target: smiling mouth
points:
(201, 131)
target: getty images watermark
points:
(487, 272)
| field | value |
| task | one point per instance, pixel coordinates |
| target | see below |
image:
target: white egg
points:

|---|

• Task item:
The line containing "target: getty images watermark" marks the start. Reproduce it and all lines after it through the end of the listing, exactly and alone.

• Your solution:
target: getty images watermark
points:
(487, 272)
| field | value |
| task | one point per instance, pixel coordinates |
| target | see below |
image:
target: white egg
points:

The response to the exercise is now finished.